[ACTION ITEM] All that should be output is the block of lines below from the line with "Could you please point out the snow-covered sapling" to the line with "Could you please point out the snowy", both included, exactly as written.

[PROVIDED INFORMATION]
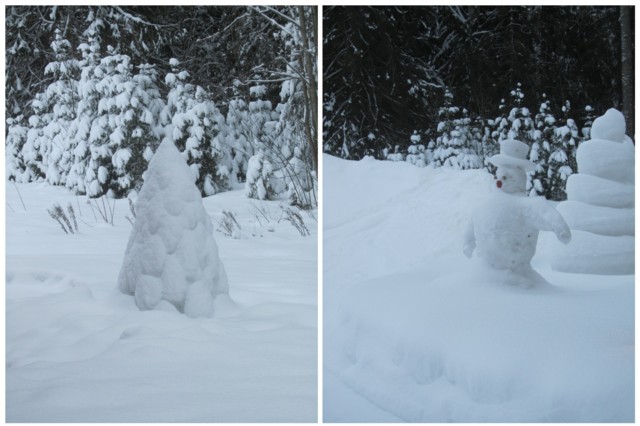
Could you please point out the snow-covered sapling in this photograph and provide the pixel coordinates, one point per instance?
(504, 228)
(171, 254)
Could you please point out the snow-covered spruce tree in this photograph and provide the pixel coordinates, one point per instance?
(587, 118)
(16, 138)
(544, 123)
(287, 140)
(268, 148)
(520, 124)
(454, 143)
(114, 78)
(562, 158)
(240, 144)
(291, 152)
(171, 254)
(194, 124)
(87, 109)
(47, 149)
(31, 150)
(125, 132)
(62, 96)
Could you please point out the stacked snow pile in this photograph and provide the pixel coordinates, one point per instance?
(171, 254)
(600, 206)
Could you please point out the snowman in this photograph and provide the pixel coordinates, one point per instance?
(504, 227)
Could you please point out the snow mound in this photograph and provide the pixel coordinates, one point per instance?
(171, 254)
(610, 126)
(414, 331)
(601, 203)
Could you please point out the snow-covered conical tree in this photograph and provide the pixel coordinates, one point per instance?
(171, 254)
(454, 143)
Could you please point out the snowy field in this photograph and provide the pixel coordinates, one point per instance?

---

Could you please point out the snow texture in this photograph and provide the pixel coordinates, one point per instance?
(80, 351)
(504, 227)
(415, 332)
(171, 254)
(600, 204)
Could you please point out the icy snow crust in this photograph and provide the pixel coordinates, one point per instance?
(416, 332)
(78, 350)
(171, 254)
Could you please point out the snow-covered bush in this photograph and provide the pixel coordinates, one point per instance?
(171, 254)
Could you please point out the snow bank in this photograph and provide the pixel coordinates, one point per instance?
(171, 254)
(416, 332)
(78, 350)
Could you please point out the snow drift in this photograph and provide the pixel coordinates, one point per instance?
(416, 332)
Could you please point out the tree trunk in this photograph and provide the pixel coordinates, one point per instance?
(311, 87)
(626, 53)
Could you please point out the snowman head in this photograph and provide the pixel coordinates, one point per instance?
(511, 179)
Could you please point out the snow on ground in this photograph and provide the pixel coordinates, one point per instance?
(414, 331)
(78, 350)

...

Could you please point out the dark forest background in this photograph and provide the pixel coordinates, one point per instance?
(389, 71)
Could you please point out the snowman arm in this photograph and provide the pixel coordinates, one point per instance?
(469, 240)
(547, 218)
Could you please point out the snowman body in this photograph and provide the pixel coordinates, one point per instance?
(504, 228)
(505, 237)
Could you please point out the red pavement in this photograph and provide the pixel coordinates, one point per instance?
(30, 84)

[RESULT BELOW]
Could you please point out the snow-covered sapling in this photograph and provide the pixel coordinates, one point per instance?
(504, 228)
(171, 254)
Could you please point out the snow-covered spruce tree in this photograph and provide the pixel coordinates, one point per instance?
(587, 118)
(16, 138)
(544, 123)
(287, 140)
(268, 148)
(520, 124)
(454, 143)
(114, 78)
(562, 158)
(240, 144)
(291, 152)
(171, 254)
(194, 124)
(87, 109)
(47, 149)
(31, 150)
(125, 132)
(62, 96)
Could you please point out the stacked snow pile in this photograph and provide the pixel coordinates, one point per instance?
(171, 254)
(600, 206)
Could you please point out the snowman in this photograph and provide the pixel coordinates, one point per instance?
(504, 227)
Could you please point out the snow mound in this photograph and provide the pixel coordinates, one point per instance?
(171, 254)
(610, 126)
(414, 331)
(601, 203)
Could you please point out the snow-covered conical tree in this photograph and provide the pixel coordinates, one point per instance?
(171, 254)
(454, 143)
Could you please point out the snowy field in this photograph and provide the pixel coordinates, one point per instance?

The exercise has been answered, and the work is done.